WORK INSTRUCTION:
Quote all of the entries word for word.

(Referring expression data)
========================================
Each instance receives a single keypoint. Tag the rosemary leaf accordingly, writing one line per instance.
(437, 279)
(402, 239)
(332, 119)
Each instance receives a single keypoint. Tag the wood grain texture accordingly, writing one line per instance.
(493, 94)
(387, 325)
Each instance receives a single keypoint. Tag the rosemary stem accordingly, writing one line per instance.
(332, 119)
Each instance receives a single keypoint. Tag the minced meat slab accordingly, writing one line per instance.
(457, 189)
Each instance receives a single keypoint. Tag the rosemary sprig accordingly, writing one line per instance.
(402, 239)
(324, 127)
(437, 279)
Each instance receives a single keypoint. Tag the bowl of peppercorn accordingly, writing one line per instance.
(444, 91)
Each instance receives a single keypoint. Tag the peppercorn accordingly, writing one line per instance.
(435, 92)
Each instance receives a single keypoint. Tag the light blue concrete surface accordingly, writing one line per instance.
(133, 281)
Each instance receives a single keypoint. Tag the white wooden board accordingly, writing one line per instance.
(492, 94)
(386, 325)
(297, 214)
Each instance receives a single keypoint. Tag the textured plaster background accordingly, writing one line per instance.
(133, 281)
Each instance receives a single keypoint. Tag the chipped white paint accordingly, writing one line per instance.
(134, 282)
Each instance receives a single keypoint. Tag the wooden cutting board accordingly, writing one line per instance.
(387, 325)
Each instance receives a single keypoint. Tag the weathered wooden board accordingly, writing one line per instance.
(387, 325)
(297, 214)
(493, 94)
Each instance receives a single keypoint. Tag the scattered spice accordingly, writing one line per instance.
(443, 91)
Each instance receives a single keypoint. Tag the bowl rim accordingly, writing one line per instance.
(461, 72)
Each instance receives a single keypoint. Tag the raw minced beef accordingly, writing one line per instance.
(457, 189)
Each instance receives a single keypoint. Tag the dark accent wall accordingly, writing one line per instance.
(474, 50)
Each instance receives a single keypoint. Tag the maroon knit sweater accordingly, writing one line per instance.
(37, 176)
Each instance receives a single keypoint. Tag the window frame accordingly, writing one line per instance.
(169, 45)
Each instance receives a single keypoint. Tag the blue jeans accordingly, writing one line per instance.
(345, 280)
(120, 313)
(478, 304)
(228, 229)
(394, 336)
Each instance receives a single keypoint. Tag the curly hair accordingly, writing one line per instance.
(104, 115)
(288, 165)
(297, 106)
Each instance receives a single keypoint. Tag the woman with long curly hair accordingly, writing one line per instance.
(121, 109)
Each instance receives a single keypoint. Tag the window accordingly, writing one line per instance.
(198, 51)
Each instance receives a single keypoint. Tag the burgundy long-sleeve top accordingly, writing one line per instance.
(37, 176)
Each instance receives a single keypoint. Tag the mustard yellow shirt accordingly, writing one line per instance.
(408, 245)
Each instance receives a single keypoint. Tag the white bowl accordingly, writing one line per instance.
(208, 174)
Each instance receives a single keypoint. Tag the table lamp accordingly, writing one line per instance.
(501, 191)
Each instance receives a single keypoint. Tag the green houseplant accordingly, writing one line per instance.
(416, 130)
========================================
RESULT:
Each instance receives a single keypoint. Tag the rosemary leaf accordingly, writing one line per instance.
(437, 279)
(402, 239)
(332, 119)
Each instance receives a single keypoint. Tag the wood grain texture accordingly, writing one line per instance.
(493, 94)
(387, 325)
Each instance receives a single keypoint. Tag the rosemary stem accordingly, writing one line per instance.
(332, 119)
Each instance receives a single keypoint. Tag the minced meat slab accordingly, writing one line per instance.
(457, 189)
Each instance receives a single keypoint. Tag the rosemary sprig accordingly, writing one line per instance.
(402, 239)
(324, 127)
(437, 279)
Each instance receives a single keypoint. Tag the bowl of peppercorn accordingly, writing one line per instance.
(444, 91)
Each instance receives a single keypoint. Tag the peppercorn accordingly, writing one line per instance.
(435, 92)
Each instance receives a single keypoint. Tag the light blue concrete surface accordingly, writing one line per instance.
(133, 281)
Each instance receives a single keypoint. Tag the white wooden board accordingly, writing one line per instance.
(492, 94)
(386, 325)
(297, 214)
Each instance receives a single keypoint. Tag the textured plaster background accordingly, writing one line per instance.
(133, 281)
Each instance receives a single keypoint. Tag the chipped white paint accordingly, writing one line per instance.
(134, 282)
Each instance receives a single keypoint. Tag the wooden cutting board accordingly, writing one line per instance.
(387, 325)
Each instance receives a single keypoint. Tag the weathered wooden board accordingly, writing one line per instance.
(387, 325)
(297, 214)
(493, 94)
Each instance receives a single keypoint. Tag the scattered spice accordingly, writing one line per instance.
(443, 91)
Each instance receives a single keypoint. Tag the bowl rim accordingly, writing one line per instance.
(461, 72)
Each instance receives a single keypoint. Tag the raw minced beef accordingly, writing one line per instance.
(457, 189)
Each instance receives a single keypoint. Tag the dark accent wall accordingly, writing one line per instance.
(474, 50)
Each instance receives a single keypoint. Tag the maroon knit sweater accordingly, writing one line per instance.
(37, 176)
Each instance receives a single keypoint. Tag the window frame accordingly, writing one line per instance.
(169, 45)
Each instance receives a single keypoint. Tag the blue jeans accordingly, writing one line per instance.
(345, 280)
(120, 313)
(478, 304)
(228, 229)
(394, 336)
Each instance receives a single keypoint. Tag the curly hair accordingly, writing one line per instance.
(104, 115)
(288, 165)
(297, 106)
Each instance receives a single keypoint. Tag the woman with long curly hair accordingly, writing one line per instance.
(121, 109)
Each instance receives a single keypoint. Tag the window accordingly, writing one line per instance.
(198, 51)
Each instance receives a single keypoint. Tag the burgundy long-sleeve top accordingly, writing one line per instance.
(37, 176)
Each instance receives a single keypoint. Tag the mustard yellow shirt accordingly, writing one line per instance.
(408, 245)
Each instance receives a single keypoint. Tag the white bowl accordingly, writing one line per instance.
(208, 174)
Each instance receives a single keypoint. Tag the table lamp accordingly, writing one line per instance.
(501, 191)
Each instance receives a single keypoint. Tag the green houseplant accordingly, writing one line per instance.
(416, 130)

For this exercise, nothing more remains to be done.